> _Document text_
· · · · ·

Mutulu Shakur and the Panthers who had occupied Lincoln Detox without a break for almost 10 years were lured to downtown Manhattan, to a meeting that was supposed to decide their fate. When they returned to the Bronx, they found Lincoln Detox occupied by 500 police.
All the radicals refused to accept the new regime, so they automatically didn’t get their jobs back. Michael Smith decided to stay for the sake of some kind of continuity.
As for the LaRouchoids, after riding the National Anti-Drug Coalition (NADC) to mass-movement status in ’76 and ’77, LaRouche was denounced in ’78 by then Black Muslim leader Wallace Muhammed, who called him “hateful.” NCLC propaganda (Queen of England dealing dope and all) turned out to be carelessly borrowed whole cloth from the rantings of Nazi propaganda chief Joseph Goebbels, with anti-Semitic references too bold even for the Black Muslims. But perhaps in return for ratting out Lincoln Detox, cooperation and support was unimpeded at the National Institute on Drug Abuse (NIDA), in the person of Dr. Thomas Gleaton and the “parents’ groups” (including Sue Rusche of suburban Atlanta and Otto Moulton of Massachusetts) that NIDA had put together to publicize the anti-marijuana pseudo-science of one Gabriel Nahas.

· · · · ·

> _Data section_
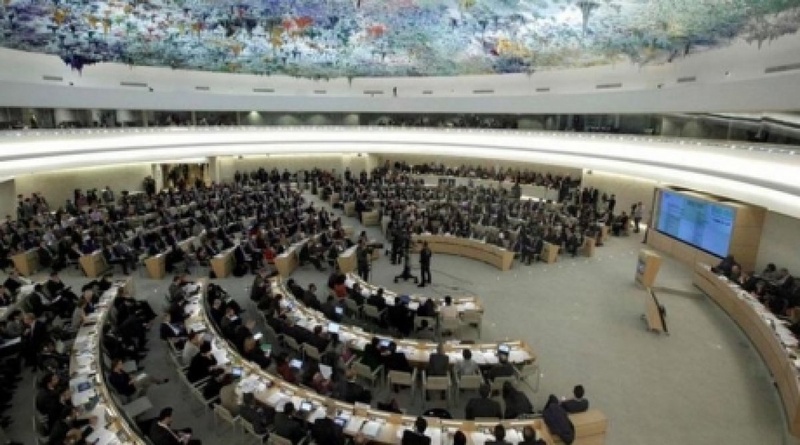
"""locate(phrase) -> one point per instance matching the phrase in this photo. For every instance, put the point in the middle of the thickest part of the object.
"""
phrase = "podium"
(647, 267)
(654, 314)
(588, 247)
(26, 263)
(156, 266)
(550, 253)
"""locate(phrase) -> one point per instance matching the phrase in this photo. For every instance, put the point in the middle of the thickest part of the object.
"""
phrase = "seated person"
(288, 426)
(502, 369)
(577, 404)
(517, 403)
(531, 436)
(203, 365)
(174, 333)
(467, 366)
(324, 431)
(70, 429)
(438, 362)
(128, 385)
(250, 411)
(620, 224)
(499, 433)
(417, 436)
(483, 406)
(557, 420)
(350, 391)
(161, 432)
(724, 267)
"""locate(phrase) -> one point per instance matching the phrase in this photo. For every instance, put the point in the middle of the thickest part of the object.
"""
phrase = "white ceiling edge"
(766, 179)
(727, 79)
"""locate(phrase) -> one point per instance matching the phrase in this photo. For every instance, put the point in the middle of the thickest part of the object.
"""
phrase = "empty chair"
(363, 371)
(373, 314)
(275, 439)
(530, 375)
(248, 429)
(442, 383)
(292, 344)
(399, 378)
(497, 383)
(468, 382)
(474, 319)
(221, 413)
(311, 352)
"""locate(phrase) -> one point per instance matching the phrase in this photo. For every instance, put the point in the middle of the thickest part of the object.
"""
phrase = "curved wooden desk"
(776, 344)
(86, 367)
(388, 427)
(417, 351)
(460, 302)
(470, 248)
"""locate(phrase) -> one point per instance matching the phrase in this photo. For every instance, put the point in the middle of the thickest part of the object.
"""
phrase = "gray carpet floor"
(704, 383)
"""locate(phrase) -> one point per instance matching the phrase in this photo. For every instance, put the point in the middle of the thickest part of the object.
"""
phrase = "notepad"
(371, 428)
(326, 371)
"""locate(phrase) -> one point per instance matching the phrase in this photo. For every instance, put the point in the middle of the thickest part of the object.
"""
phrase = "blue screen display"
(703, 224)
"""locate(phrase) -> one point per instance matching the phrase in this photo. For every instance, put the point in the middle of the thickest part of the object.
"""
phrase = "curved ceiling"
(763, 177)
(375, 38)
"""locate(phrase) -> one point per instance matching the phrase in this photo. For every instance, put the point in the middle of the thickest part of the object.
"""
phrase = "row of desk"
(289, 260)
(417, 351)
(496, 256)
(462, 303)
(90, 389)
(382, 427)
(771, 338)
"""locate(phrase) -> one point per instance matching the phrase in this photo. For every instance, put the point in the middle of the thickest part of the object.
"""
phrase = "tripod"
(406, 275)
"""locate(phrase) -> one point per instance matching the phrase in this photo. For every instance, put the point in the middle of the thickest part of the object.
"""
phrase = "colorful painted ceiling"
(338, 38)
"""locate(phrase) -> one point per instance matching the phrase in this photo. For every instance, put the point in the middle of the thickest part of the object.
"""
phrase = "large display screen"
(703, 224)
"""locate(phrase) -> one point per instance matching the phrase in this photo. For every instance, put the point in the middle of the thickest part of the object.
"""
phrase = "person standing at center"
(425, 264)
(362, 260)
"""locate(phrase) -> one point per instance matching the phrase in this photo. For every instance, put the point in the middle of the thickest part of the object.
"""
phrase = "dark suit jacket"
(501, 370)
(289, 428)
(161, 436)
(480, 407)
(36, 336)
(326, 432)
(414, 438)
(398, 362)
(438, 364)
(575, 405)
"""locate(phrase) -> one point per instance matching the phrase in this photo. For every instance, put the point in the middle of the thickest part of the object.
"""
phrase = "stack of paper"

· · · · ·

> _Try it_
Can you write out the Lincoln Detox passage word for word, beginning at the words "As for the LaRouchoids, after" and stopping after "one Gabriel Nahas."? The items are separate material and have no connection to the Lincoln Detox passage.

> _Result of this exercise_
As for the LaRouchoids, after riding the National Anti-Drug Coalition (NADC) to mass-movement status in ’76 and ’77, LaRouche was denounced in ’78 by then Black Muslim leader Wallace Muhammed, who called him “hateful.” NCLC propaganda (Queen of England dealing dope and all) turned out to be carelessly borrowed whole cloth from the rantings of Nazi propaganda chief Joseph Goebbels, with anti-Semitic references too bold even for the Black Muslims. But perhaps in return for ratting out Lincoln Detox, cooperation and support was unimpeded at the National Institute on Drug Abuse (NIDA), in the person of Dr. Thomas Gleaton and the “parents’ groups” (including Sue Rusche of suburban Atlanta and Otto Moulton of Massachusetts) that NIDA had put together to publicize the anti-marijuana pseudo-science of one Gabriel Nahas.